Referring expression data
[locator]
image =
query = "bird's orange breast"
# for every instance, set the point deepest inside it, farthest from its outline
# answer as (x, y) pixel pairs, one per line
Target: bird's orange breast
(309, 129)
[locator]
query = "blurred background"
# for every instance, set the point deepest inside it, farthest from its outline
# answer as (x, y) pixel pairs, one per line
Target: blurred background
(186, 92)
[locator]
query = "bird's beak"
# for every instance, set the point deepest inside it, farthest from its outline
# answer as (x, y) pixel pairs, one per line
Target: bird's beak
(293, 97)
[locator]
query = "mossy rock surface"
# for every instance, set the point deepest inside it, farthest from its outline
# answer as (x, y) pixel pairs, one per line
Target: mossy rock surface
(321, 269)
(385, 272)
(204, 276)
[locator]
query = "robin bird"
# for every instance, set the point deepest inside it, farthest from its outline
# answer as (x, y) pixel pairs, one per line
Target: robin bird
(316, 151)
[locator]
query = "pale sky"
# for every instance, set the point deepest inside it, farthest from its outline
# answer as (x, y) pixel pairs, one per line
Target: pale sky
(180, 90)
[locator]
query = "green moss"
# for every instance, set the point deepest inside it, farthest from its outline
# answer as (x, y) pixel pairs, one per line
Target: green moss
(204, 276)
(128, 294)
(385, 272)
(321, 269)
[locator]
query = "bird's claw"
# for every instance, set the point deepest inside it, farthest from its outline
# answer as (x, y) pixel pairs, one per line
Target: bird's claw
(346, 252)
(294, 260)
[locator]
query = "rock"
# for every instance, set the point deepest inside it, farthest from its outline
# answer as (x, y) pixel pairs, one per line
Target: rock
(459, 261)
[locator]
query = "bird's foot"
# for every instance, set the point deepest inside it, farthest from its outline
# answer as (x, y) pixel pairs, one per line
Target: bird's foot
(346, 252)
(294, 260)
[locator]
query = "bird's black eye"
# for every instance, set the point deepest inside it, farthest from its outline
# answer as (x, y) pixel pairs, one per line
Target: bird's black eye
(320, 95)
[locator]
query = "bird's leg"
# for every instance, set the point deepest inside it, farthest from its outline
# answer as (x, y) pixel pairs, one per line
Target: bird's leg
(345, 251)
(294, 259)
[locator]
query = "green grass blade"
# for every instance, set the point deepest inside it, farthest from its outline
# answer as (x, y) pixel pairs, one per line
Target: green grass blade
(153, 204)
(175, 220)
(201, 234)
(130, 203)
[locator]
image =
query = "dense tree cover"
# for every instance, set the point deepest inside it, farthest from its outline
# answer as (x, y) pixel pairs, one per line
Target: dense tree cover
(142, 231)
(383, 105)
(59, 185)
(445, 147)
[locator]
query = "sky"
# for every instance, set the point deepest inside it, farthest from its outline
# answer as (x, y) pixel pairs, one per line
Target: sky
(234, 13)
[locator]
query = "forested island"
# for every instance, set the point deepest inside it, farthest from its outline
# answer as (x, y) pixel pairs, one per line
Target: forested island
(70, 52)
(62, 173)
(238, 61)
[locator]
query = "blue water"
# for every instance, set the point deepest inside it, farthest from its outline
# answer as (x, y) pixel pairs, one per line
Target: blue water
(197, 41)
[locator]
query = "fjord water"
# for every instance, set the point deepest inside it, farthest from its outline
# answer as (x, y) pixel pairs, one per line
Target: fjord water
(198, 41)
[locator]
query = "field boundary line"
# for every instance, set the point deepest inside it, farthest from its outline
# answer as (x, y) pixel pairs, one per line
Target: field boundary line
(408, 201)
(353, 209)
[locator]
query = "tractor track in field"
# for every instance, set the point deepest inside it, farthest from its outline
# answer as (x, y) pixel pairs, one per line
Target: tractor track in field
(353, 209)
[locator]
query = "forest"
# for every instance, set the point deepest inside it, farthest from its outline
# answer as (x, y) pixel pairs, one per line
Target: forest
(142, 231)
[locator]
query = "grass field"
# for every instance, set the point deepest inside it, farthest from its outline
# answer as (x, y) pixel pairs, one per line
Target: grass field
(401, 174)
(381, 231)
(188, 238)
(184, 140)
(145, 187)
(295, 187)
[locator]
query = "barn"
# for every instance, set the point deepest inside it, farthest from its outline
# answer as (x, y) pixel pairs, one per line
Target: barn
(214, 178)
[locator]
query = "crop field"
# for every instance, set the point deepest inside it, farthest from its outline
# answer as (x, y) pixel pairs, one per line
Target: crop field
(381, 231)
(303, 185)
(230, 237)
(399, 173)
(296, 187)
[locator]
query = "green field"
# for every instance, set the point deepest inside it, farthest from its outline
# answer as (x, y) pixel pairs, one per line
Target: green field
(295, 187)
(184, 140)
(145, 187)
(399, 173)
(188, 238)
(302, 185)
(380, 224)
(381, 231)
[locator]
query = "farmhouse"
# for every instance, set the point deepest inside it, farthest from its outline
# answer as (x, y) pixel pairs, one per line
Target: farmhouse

◆ **EXERCISE DIRECTIONS**: Each line of the data is to be written out again exactly.

◆ **ANSWER SECTION**:
[locator]
image =
query = "bird's orange breast"
# for every instance, set the point deepest inside it, farthest from its outline
# answer as (x, y) pixel pairs, one per line
Target: bird's orange breast
(309, 129)
[locator]
query = "blurred background"
# for every instance, set the point deepest inside it, farthest from its outline
# answer as (x, y) pixel pairs, one per line
Target: blurred background
(186, 92)
[locator]
query = "bird's beak"
# for every instance, set the point deepest inside it, farthest from its outline
# answer as (x, y) pixel pairs, one per line
Target: bird's beak
(293, 97)
[locator]
query = "mossy rock surface"
# for every instance, set the point deepest inside it, farthest from its outline
# answer as (x, y) pixel pairs, one per line
Target: mossy rock surface
(321, 269)
(385, 272)
(204, 276)
[locator]
query = "robin bird"
# for every instance, set the point deepest inside it, farthest from its outline
# answer as (x, y) pixel pairs, one per line
Target: robin bird
(316, 151)
[locator]
query = "pale sky"
# for every instance, set the point deepest inside it, farthest from its outline
# answer as (x, y) pixel pairs, one per line
Target: pale sky
(180, 90)
[locator]
query = "green moss"
# for every instance, set the point deepest inside it, farthest from its outline
# answer as (x, y) pixel pairs, one per line
Target: green moss
(204, 276)
(128, 294)
(385, 272)
(321, 269)
[locator]
query = "bird's claw"
# for every instance, set the point deepest inside it, farthest from its outline
# answer as (x, y) pixel pairs, one per line
Target: bird's claw
(346, 252)
(294, 260)
[locator]
query = "rock"
# for every instance, set the point deepest inside it, farthest from its outline
# answer as (x, y) pixel pairs, one per line
Target: rock
(459, 261)
[locator]
query = "bird's foot"
# for every instance, set the point deepest inside it, farthest from its outline
# answer as (x, y) pixel pairs, one per line
Target: bird's foot
(346, 252)
(294, 260)
[locator]
query = "bird's black eye"
# for every instance, set the point deepest inside it, farthest from its outline
# answer as (x, y) pixel pairs, one per line
Target: bird's black eye
(320, 95)
[locator]
query = "bird's leg"
# for every instance, set the point deepest inside it, farthest from its outline
# answer as (x, y) pixel pairs, one per line
Target: bird's leg
(345, 251)
(294, 259)
[locator]
query = "green grass blade"
# for every instance, set the point deepest inside it, farthest from its outline
# answer as (x, y) pixel pairs, one per line
Target: green grass blade
(153, 204)
(175, 220)
(201, 234)
(130, 203)
[locator]
image =
query = "dense tree cover"
# for every instance, set the point deepest inside it, farthest from its outline
# answer as (x, y) pixel pairs, one per line
Target: dense tree cover
(142, 231)
(383, 105)
(59, 185)
(445, 147)
[locator]
query = "sky"
# for every instance, set the point deepest inside it, farthest from its outline
# answer as (x, y) pixel pairs, one per line
Target: sky
(234, 13)
[locator]
query = "forested island"
# for every instance, set the point deepest inside it, farthest from its outline
# answer as (x, y) pixel pairs, one per line
Target: forested island
(70, 52)
(62, 173)
(238, 61)
[locator]
query = "blue water"
# for every instance, set the point deepest inside it, farthest from its outline
# answer as (x, y) pixel pairs, one per line
Target: blue water
(197, 41)
[locator]
query = "fjord water"
# for every instance, set the point deepest inside it, farthest from its outline
# answer as (x, y) pixel pairs, one per line
Target: fjord water
(198, 41)
[locator]
query = "field boundary line"
# for every instance, set the point deepest inside it, farthest from its outline
# answer as (x, y) pixel pairs, one per line
Target: field boundary line
(408, 201)
(353, 209)
[locator]
query = "tractor track in field"
# for every instance, set the point deepest inside it, farthest from its outline
# answer as (x, y) pixel pairs, one per line
Target: tractor track in field
(353, 209)
[locator]
query = "forest"
# for every instance, set the point deepest inside it, farthest from its outline
# answer as (x, y) pixel pairs, one per line
Target: forest
(142, 231)
[locator]
query = "grass field"
# for every instance, set the point deepest inside it, farthest from its outline
# answer as (x, y) pixel pairs, one per line
Target: grass field
(401, 174)
(381, 231)
(188, 238)
(184, 140)
(145, 187)
(295, 187)
[locator]
query = "barn"
# for every instance, set the point deepest inside it, farthest from its outline
# answer as (x, y) pixel pairs, one per line
Target: barn
(214, 178)
[locator]
query = "crop field"
# for every instance, set the point deepest inside it, farthest from its outline
# answer as (x, y) pixel pairs, one per line
Target: crop field
(381, 231)
(303, 185)
(230, 237)
(399, 173)
(296, 187)
[locator]
query = "green field"
# for every instance, set the point deepest inside it, farthest from its outline
# answer as (x, y) pixel pairs, one per line
Target: green field
(295, 187)
(184, 140)
(145, 187)
(399, 173)
(188, 238)
(302, 185)
(380, 224)
(381, 231)
[locator]
query = "farmhouse"
# for every instance, set the point deepest inside it, farthest from its outline
# answer as (x, y) pixel pairs, one per line
Target: farmhouse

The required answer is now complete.